Esta
era la frase favorita de la irascible Reina de Corazones, personaje
que tanto desesperaba en Wonderland a la desesperada Alicia, la
inolvidable heroína de Lewis Carroll. A una orden suya las cabezas
rodaban como bolas en la bolera, mientras sus descabezados súbditos
corrían como pollos sin cabeza huyendo del endemoniado carácter de
su soberana estrafalaria y caprichosa. Más cabezas cortadas y más
literatura anglosajona. Washington Irving y su Leyenda
de Sleepy Hollow, donde
un jinete sin cabeza terrorífico, aterrorizaba al pobre Ichabod
Crane, asustadizo maestro de escuela, y hasta conseguía despertar a
los somnolientos habitantes del Valle Dormido, holandesotes un poco
bobos, con la cabeza hueca y el corazón de queso de bola. En la
tradición oriental hay también cabezas cortadas. Son innumerables
en ese Japón milenario y cruel hasta el infantilismo de los
guerreros samurai. Recuerdo una cabeza de Las
Mil y Una Noches que era
capaz de seguir hablando después de separarse del tronco, para
vengarse del tirano que ordenó su ejecución. La decapitación es
práctica habitual entre piratas malayos y filipinos. Tanto los de
ficción en las novelas de Salgari, como los reales de la Indochina y
el Índico contemporáneos.

++++++++

CONSIGNA >> Copia entero el texto de arriba sobre las cabezas cortadas, sin cambiar ni una palabra.

++++++++

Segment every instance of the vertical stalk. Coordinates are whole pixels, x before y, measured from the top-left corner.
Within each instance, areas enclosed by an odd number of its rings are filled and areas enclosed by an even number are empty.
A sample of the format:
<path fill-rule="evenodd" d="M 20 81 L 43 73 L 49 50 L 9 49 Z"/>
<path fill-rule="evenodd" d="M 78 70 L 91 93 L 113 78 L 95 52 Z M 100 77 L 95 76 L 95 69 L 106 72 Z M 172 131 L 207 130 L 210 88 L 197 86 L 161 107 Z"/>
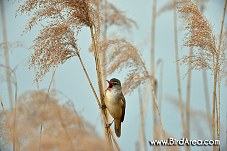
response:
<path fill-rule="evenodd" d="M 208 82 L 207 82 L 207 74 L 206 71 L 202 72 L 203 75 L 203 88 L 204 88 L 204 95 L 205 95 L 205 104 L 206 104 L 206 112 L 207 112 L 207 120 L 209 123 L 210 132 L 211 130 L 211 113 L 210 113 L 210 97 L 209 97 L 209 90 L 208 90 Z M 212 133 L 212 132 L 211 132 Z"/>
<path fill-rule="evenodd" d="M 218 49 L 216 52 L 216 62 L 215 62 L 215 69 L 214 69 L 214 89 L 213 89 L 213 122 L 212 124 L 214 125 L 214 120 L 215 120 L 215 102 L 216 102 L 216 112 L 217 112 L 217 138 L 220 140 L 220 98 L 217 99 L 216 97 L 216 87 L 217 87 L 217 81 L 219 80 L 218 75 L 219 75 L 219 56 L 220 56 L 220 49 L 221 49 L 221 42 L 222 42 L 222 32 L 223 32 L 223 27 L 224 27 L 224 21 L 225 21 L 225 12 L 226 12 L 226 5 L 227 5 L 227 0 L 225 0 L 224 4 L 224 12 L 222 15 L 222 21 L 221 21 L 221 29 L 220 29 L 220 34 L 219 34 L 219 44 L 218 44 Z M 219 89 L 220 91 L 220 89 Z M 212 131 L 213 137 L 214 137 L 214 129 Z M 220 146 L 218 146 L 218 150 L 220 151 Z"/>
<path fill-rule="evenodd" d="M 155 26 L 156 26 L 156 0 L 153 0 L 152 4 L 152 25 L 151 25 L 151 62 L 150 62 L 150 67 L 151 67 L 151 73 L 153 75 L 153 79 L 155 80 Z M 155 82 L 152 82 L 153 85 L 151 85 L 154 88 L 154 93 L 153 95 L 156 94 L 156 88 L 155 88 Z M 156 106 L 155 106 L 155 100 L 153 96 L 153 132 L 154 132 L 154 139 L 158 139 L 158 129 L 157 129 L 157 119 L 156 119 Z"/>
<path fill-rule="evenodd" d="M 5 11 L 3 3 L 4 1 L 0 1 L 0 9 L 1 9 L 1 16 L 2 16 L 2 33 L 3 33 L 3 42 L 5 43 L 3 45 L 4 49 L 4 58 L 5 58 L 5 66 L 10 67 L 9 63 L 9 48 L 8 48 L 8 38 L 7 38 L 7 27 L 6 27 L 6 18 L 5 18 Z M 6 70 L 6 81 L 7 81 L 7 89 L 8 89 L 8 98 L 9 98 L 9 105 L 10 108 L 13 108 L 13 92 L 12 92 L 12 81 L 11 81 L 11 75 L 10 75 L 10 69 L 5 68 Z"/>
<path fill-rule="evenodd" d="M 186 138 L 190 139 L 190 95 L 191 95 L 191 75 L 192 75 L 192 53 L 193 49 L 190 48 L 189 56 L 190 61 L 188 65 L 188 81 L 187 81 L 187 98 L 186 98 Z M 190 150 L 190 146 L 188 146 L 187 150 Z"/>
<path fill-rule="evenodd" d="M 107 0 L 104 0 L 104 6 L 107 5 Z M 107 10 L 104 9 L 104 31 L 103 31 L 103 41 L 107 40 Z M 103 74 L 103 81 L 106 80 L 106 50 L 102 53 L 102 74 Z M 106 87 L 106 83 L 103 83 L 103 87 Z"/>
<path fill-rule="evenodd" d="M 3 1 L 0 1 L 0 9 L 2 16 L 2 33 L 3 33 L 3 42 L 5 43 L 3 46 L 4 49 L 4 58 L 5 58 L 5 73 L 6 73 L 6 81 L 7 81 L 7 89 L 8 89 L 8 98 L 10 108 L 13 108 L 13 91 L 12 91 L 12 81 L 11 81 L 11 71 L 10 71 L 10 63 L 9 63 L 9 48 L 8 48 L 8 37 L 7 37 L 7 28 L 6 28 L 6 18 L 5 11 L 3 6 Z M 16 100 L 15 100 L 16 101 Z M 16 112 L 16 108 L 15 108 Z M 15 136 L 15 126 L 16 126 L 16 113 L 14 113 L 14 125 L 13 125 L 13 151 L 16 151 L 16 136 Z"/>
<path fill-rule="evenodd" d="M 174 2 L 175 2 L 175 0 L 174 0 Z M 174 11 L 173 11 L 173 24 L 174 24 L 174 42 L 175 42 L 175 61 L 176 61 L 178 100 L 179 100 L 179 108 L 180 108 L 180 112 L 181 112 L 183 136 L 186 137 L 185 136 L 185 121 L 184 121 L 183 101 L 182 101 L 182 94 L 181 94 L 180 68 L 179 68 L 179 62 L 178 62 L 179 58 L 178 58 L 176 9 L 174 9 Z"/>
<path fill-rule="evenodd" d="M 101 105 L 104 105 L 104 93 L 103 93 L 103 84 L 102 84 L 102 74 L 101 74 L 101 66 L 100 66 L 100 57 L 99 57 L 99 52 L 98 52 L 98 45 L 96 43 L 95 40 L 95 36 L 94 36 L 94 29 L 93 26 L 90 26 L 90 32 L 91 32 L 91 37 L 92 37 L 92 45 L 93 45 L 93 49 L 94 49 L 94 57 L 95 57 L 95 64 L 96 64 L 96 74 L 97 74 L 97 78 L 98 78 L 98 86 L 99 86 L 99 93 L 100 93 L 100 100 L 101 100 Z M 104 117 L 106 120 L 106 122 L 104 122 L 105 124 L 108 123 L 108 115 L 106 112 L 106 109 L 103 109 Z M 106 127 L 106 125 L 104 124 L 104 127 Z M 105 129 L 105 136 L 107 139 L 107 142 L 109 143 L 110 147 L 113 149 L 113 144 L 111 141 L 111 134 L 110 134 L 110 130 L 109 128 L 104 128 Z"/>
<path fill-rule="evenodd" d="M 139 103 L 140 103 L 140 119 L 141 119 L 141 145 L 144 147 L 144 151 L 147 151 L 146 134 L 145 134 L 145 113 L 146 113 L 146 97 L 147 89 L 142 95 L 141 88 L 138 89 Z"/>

++++++++

RESULTADO >>
Esta
era la frase favorita de la irascible Reina de Corazones, personaje
que tanto desesperaba en Wonderland a la desesperada Alicia, la
inolvidable heroína de Lewis Carroll. A una orden suya las cabezas
rodaban como bolas en la bolera, mientras sus descabezados súbditos
corrían como pollos sin cabeza huyendo del endemoniado carácter de
su soberana estrafalaria y caprichosa. Más cabezas cortadas y más
literatura anglosajona. Washington Irving y su Leyenda
de Sleepy Hollow, donde
un jinete sin cabeza terrorífico, aterrorizaba al pobre Ichabod
Crane, asustadizo maestro de escuela, y hasta conseguía despertar a
los somnolientos habitantes del Valle Dormido, holandesotes un poco
bobos, con la cabeza hueca y el corazón de queso de bola. En la
tradición oriental hay también cabezas cortadas. Son innumerables
en ese Japón milenario y cruel hasta el infantilismo de los
guerreros samurai. Recuerdo una cabeza de Las
Mil y Una Noches que era
capaz de seguir hablando después de separarse del tronco, para
vengarse del tirano que ordenó su ejecución. La decapitación es
práctica habitual entre piratas malayos y filipinos. Tanto los de
ficción en las novelas de Salgari, como los reales de la Indochina y
el Índico contemporáneos.